#### GIVEN ENTRIES

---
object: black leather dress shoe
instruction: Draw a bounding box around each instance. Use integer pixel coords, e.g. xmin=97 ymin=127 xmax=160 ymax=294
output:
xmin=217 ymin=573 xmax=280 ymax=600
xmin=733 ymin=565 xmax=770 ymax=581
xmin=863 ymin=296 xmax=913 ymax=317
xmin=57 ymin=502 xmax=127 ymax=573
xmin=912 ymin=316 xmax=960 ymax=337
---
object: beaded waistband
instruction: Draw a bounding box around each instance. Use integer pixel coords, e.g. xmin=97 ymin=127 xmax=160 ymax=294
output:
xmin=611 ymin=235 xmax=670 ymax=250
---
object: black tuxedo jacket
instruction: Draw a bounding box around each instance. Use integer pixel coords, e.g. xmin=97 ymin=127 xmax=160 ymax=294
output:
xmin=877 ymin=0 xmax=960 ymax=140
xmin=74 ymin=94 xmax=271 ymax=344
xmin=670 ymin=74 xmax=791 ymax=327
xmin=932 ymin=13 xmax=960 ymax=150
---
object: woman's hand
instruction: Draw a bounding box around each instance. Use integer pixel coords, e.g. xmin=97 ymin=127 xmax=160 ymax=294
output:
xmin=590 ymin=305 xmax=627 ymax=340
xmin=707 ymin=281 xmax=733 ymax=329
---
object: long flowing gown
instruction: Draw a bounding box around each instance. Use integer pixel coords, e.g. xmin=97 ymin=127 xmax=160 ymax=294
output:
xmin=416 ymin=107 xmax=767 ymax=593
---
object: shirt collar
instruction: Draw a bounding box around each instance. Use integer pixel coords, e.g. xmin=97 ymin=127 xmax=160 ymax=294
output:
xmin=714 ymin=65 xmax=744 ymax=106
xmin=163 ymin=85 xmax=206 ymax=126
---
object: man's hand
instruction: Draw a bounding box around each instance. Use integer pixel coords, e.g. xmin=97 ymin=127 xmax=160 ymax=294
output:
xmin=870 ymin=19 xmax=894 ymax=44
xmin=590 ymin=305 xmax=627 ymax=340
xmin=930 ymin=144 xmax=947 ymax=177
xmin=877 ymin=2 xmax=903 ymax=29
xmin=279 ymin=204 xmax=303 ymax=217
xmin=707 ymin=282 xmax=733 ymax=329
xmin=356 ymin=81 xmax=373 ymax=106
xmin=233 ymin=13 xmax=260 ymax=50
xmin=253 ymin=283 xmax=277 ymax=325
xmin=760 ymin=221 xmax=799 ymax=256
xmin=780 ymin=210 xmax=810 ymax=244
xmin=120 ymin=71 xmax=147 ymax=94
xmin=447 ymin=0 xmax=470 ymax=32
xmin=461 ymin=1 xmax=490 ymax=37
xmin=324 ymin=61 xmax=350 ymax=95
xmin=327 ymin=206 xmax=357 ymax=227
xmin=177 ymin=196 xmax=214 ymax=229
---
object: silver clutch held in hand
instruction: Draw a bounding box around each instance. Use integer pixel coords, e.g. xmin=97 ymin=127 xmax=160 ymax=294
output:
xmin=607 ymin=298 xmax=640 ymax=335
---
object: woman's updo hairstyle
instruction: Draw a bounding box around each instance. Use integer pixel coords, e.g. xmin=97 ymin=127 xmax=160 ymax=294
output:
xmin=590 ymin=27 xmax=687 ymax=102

#### TASK
Copy the entire listing above line for line, without changing a single character.

#### EXERCISE OUTPUT
---
object: black leather dress shoe
instruction: Draw a bounding box around each instance. Use integer pixel coords, e.g. xmin=97 ymin=127 xmax=160 ymax=294
output:
xmin=217 ymin=573 xmax=280 ymax=600
xmin=733 ymin=565 xmax=770 ymax=581
xmin=863 ymin=296 xmax=913 ymax=317
xmin=57 ymin=502 xmax=127 ymax=573
xmin=912 ymin=316 xmax=960 ymax=337
---
object: beaded waistband
instruction: Draw a bounding box around each instance. Use integer pixel coords, e.g. xmin=97 ymin=127 xmax=160 ymax=294
output:
xmin=611 ymin=235 xmax=670 ymax=250
---
object: black tuxedo jacket
instruction: Draw a bounding box around each instance. Use integer pixel coords, e.g. xmin=97 ymin=127 xmax=160 ymax=294
output:
xmin=877 ymin=0 xmax=960 ymax=140
xmin=74 ymin=94 xmax=271 ymax=344
xmin=670 ymin=74 xmax=791 ymax=327
xmin=932 ymin=13 xmax=960 ymax=150
---
object: woman's hand
instruction: Draw a bounding box around each instance. Use integer pixel coords, e.g. xmin=97 ymin=127 xmax=160 ymax=294
output:
xmin=590 ymin=305 xmax=627 ymax=340
xmin=707 ymin=281 xmax=733 ymax=329
---
object: long flowing gown
instruction: Draw a bounding box around each instance. Use integer pixel coords, e.g. xmin=97 ymin=127 xmax=160 ymax=294
output:
xmin=416 ymin=107 xmax=767 ymax=593
---
object: shirt collar
instruction: Draw a bounding box around each instance. Use integer pixel coords, e.g. xmin=97 ymin=127 xmax=160 ymax=294
output:
xmin=714 ymin=65 xmax=744 ymax=106
xmin=163 ymin=85 xmax=206 ymax=126
---
object: man's hand
instruction: Draw a bounding box around each instance. Use integer pixel coords, e.g. xmin=97 ymin=127 xmax=160 ymax=294
output:
xmin=870 ymin=19 xmax=894 ymax=44
xmin=590 ymin=305 xmax=627 ymax=340
xmin=930 ymin=144 xmax=947 ymax=177
xmin=877 ymin=2 xmax=903 ymax=29
xmin=279 ymin=204 xmax=303 ymax=217
xmin=707 ymin=282 xmax=733 ymax=329
xmin=356 ymin=81 xmax=373 ymax=106
xmin=233 ymin=13 xmax=260 ymax=50
xmin=253 ymin=283 xmax=277 ymax=325
xmin=760 ymin=221 xmax=799 ymax=256
xmin=780 ymin=210 xmax=810 ymax=244
xmin=120 ymin=71 xmax=147 ymax=94
xmin=447 ymin=0 xmax=470 ymax=32
xmin=461 ymin=1 xmax=490 ymax=37
xmin=324 ymin=61 xmax=350 ymax=95
xmin=327 ymin=206 xmax=357 ymax=227
xmin=177 ymin=196 xmax=214 ymax=229
---
object: silver clutch held in hand
instruction: Draw a bounding box around each instance. Use integer pixel coords, e.g. xmin=97 ymin=127 xmax=160 ymax=294
output:
xmin=607 ymin=298 xmax=640 ymax=335
---
object: woman's updo hairstyle
instruction: Draw a bounding box around each instance. Use integer pixel coords, e.g. xmin=97 ymin=127 xmax=160 ymax=294
output:
xmin=590 ymin=27 xmax=687 ymax=102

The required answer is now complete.